Work request – In the text about impaired risk annuities, how much lifetime income per month would a healthy 65-year-old man get on a $100,000 annuity?

Passage for review –

-------

Wednesday, July 31, 2013

Impaired Risk SPIA


If your client is interested in lifetime annuity benefits and expresses an interest in the possibility of an Impaired Risk quote, let me know and I will walk you through the process, beginning with our quoting standard rates, and then allowing our underwriters to review your client’s medical records to determine their eligibility. Thereafter, a final quote will be provided.

WHAT IS AN "IMPAIRED RISK" SPIA?


Immediate annuities provide benefit payments over a period of time, often a stream of payments guaranteed to last for a client’s lifetime. The cost of the annuity is partially determined on the life expectancy of the annuitant. For example, if two men, one aged 70 and the other aged 55, both purchase lifetime immediate annuities costing $500,000, the younger one will receive smaller monthly benefits because he is expected to live longer than the 70 year-old.

Suppose the younger client has a medical condition, such as heart disease, diabetes or cancer, with the probable outcome of a shortened life expectancy. Upon the request of the client, we can perform an underwriting review of the records and determine an adjusted life expectancy based on his condition. The lower life expectancy (an “Impaired Risk”) will reduce the cost of lifetime annuity benefits and produce larger annuity
benefit payments.

An example for a man age 65;  If he is healthy his lifetime income would be $748 per month on a $100,000 annuity.  If that same person has heart disease or Parkinson’s or Kidney Disease his lifetime payout could increase to $902 per month.

HOW IS AN "IMPAIRED RISK" SPIA DIFFERENT FROM SUBSTANDARD LIFE INSURANCE?


With medical underwriting for life insurance, the insurance company reviews medical records and may request a physical exam or lab tests to determine if the proposed insured has an impaired life expectancy. This allows pricing to reflect the increased claims expenses anticipated for certain medical conditions. The company can increase the cost of the insurance in order to match the increased risk in anticipated claims.

With a SPIA, the opposite is true. It is in the client’s best interest to share as much information as possible in order to help the insurance company determine an adjusted life expectancy, because it will result in a decreased cost of the annuity benefits with resulting higher benefit payments. The company makes its determination based only on submitted medical records; there are no physicals or lab tests for the client to undergo.

CONDITIONS THAT COULD INCREASE THE PAYOUT:


Conditions which merit review include heart disease, diabetes, cancer, chronic lung disease, stroke, and chronic conditions affecting kidney, pancreas, or liver functions. Some medical conditions have little or no negative effect on life expectancy. Examples include arthritis, allergies, or hearing difficulties.

-------

Excerpted data –

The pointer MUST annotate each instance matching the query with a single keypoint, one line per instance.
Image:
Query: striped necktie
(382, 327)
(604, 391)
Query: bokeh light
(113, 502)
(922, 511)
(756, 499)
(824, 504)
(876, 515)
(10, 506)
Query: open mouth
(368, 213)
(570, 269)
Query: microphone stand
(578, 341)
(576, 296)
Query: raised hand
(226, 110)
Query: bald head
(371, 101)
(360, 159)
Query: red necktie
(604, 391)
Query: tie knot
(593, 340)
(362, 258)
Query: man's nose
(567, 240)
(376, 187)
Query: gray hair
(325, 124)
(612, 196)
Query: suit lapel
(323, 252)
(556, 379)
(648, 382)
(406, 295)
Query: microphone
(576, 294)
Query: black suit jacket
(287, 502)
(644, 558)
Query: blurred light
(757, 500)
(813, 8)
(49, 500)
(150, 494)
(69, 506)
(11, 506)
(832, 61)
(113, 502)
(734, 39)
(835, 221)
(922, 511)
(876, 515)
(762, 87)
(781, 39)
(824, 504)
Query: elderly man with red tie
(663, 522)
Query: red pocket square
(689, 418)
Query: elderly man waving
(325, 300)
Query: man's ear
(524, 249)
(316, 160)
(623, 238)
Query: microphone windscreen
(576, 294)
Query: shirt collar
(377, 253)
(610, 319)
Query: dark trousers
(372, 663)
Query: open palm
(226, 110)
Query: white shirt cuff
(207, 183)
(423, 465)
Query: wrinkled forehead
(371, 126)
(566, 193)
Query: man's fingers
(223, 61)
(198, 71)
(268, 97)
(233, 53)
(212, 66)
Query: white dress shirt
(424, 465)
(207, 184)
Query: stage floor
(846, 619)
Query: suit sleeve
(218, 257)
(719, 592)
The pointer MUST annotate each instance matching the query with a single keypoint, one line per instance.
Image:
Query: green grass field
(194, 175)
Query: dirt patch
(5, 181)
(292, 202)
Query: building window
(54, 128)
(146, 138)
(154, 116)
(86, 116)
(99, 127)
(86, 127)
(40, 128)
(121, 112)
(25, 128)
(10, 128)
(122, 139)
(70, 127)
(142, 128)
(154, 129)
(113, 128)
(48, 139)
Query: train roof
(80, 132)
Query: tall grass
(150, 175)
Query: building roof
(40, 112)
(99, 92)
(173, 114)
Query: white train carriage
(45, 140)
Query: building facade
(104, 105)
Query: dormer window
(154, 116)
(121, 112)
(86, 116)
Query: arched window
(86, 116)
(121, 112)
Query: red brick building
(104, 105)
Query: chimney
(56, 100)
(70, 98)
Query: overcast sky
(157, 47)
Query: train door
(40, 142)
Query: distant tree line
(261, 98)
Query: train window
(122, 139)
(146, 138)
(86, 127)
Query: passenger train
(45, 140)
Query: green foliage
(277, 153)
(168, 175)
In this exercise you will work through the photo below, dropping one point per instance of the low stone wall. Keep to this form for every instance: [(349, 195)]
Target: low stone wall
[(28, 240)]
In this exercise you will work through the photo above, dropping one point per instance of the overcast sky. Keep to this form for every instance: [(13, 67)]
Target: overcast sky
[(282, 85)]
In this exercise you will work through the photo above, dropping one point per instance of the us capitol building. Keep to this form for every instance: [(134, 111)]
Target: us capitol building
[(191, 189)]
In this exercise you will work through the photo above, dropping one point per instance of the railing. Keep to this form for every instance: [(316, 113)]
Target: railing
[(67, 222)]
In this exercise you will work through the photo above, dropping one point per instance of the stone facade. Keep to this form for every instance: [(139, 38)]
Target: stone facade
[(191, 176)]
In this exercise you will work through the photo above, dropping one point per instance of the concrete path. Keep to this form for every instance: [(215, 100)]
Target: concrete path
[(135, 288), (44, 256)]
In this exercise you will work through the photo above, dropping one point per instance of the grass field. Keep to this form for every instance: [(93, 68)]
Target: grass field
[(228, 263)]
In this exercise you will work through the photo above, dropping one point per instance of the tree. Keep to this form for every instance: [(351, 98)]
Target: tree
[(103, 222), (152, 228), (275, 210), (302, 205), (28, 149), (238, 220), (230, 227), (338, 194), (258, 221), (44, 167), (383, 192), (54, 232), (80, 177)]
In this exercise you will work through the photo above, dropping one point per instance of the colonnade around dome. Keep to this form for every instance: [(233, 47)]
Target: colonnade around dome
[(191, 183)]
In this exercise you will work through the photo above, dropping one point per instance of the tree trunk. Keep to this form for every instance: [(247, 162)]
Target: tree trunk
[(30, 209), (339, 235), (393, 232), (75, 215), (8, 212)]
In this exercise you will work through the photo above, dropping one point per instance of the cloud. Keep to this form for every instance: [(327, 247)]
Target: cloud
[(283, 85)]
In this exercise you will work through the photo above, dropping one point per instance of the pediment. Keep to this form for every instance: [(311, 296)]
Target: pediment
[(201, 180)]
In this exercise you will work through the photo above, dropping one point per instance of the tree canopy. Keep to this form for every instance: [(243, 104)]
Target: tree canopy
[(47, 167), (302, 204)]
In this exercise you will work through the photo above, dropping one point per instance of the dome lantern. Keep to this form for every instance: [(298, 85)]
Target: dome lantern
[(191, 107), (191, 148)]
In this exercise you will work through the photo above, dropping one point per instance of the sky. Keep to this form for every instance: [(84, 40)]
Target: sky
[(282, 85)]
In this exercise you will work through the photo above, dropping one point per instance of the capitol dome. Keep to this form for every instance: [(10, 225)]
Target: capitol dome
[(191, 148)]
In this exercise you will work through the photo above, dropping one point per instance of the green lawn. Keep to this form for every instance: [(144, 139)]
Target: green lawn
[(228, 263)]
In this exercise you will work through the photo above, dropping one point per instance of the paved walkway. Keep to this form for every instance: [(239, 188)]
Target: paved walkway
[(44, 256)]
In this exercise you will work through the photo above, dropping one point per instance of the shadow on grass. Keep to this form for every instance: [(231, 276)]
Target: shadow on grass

-------

Exercise answer – $748 per month.